The first recorded settlement of Jews in China dates from the ninth century, when some Silk Road merchants schlepped into the Song Dynasty capital of Kaifeng and settled down. Intermarriage led to near-total assimilation, and the synagogue was lost to the sands of time (and floodwaters of the Yellow River), but despite the loss of nearly all Judaic languages, books and customs, some in Kaifeng still consider themselves Jews. China’s reasonably benign policies toward statistically insignificant and politically low-profile minorities (for example, not Tibetans) have even led a dozen or so descendants to file for official minority status, which brings special protections and exemptions.
The next notable Jewish jaunt in China came with the 1840s, when a Baghdad-born Sephardi named Elias David Sassoon moved to Shanghai from British Bombay. The Sassoons made a fortune in matzo — just kidding! It was opium — and invested in the Shanghai real estate market, then better known as “rice paddies.” By the early 20th century, patriarch Victor Sassoon was throwing bashes, building a world-class hotel and quipping with the best of them: “There’s only one race greater than the Jews, and that’s the Derby.” His chutzpah notwithstanding, anyone who laid eyes on Shanghai’s opulent waterfront architecture would be hard pressed to disagree. Other Sephardic families, like the Hardoons and Kadoories, also dominated business in Shanghai, leaving a dizzying array of real estate and business interests whose footprint remains, despite the past few years’ redevelopment frenzy.
Pogroms and the Bolshevik Revolution of 1917 brought floods of Jewish and/or Russian refugees to Shanghai’s open port, with a similar flow passing through the far northeastern city of Harbin (the childhood home of Ehud Olmert’s father). Later, as the Holocaust engulfed the Jewry of Europe, a few courageous Chinese and Japanese consular officials defied orders from home and granted desperate Jews passage to Shanghai. The city’s Japanese occupiers interned some 20,000 Ashkenazic Jewish arrivals in a ghetto but refused requests from their German allies to kill or hand them over, owing perhaps to the ultimately unsuccessful Fugu plan. With the war’s end in 1945 and the approaching communist takeover of 1949, Shanghai’s Jews began to leave the country. The wealthy Sephardic Jews fled for British Hong Kong (which sports a Kadoorie Avenue to this day), while the Ashkenazic refugees mostly left for England, Australia, the United States and the emerging State of Israel.
Over these near-dozen decades of heavy Jewish presence in Shanghai, not a few ethnically Chinese Jews were sired. (Among these is my nonobservant Jewish step-grandfather’s London acupuncturist, a fact that bore the following exchange: “What time shall we say next week, Dr. Chang?” “Sorry, Mr. Cohen, it’s the High Holy Days.” “What?”). But by the mid-1950s, there was scant remainder of Shanghai’s disparate but flourishing Jewish community besides a handful of Chinese Jews in the outlying district of Hongkou — that and one of Asia’s earliest and most dramatic skylines, a testament to the Sephardic Jews’ ruthless business prowess and a powerful symbol of what Jews meant to the Chinese collective memory.

Stored data:

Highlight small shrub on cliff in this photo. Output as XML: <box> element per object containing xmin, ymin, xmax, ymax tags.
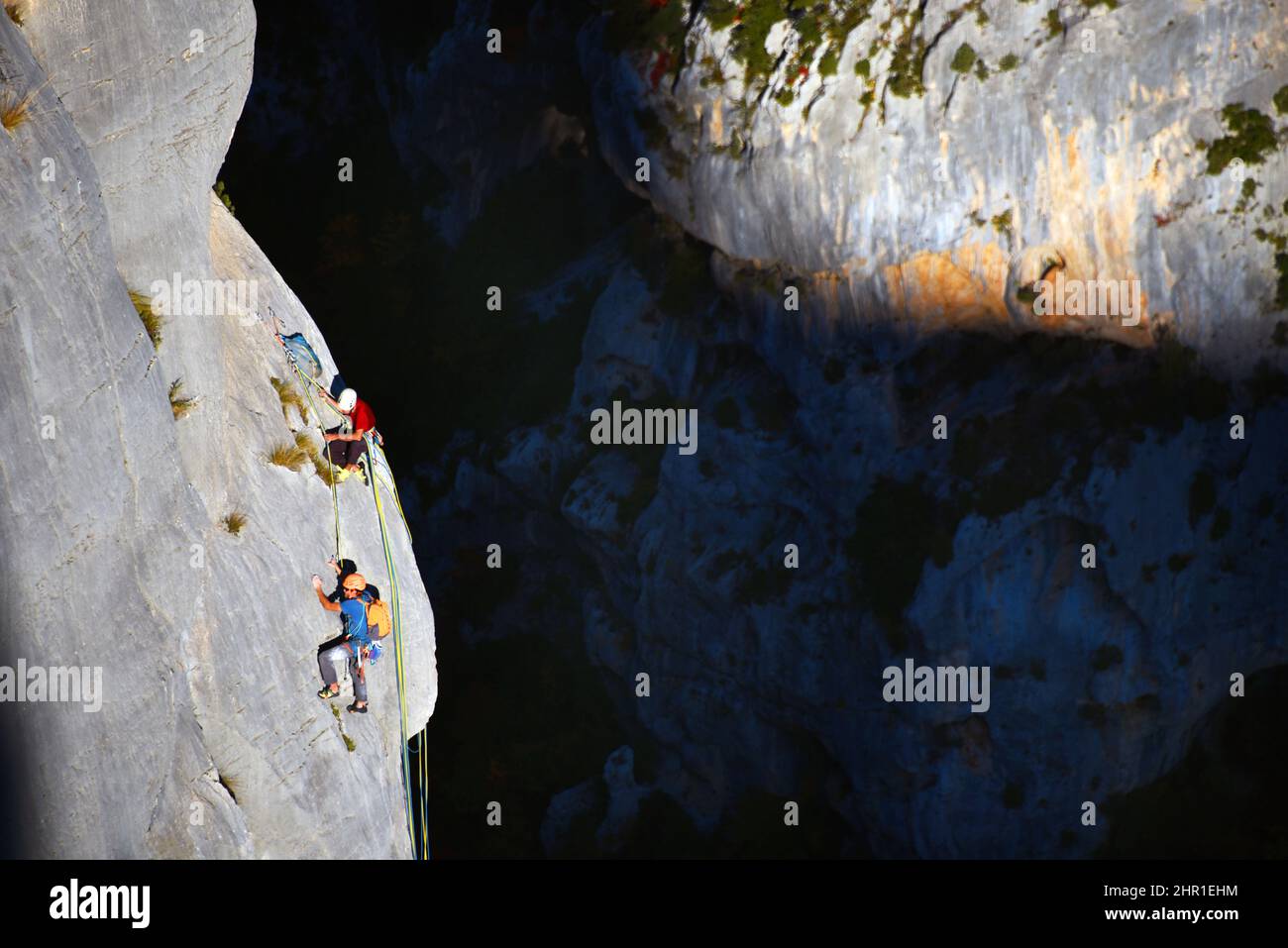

Exercise task 1: In the passage on Jews in China, which city did Elias David Sassoon leave when he moved to Shanghai?
Exercise task 2: Reproduce the passage on Jews in China from "The next notable" through "years’ redevelopment frenzy.".

Problem solution 1: British Bombay

Problem solution 2:
The next notable Jewish jaunt in China came with the 1840s, when a Baghdad-born Sephardi named Elias David Sassoon moved to Shanghai from British Bombay. The Sassoons made a fortune in matzo — just kidding! It was opium — and invested in the Shanghai real estate market, then better known as “rice paddies.” By the early 20th century, patriarch Victor Sassoon was throwing bashes, building a world-class hotel and quipping with the best of them: “There’s only one race greater than the Jews, and that’s the Derby.” His chutzpah notwithstanding, anyone who laid eyes on Shanghai’s opulent waterfront architecture would be hard pressed to disagree. Other Sephardic families, like the Hardoons and Kadoories, also dominated business in Shanghai, leaving a dizzying array of real estate and business interests whose footprint remains, despite the past few years’ redevelopment frenzy.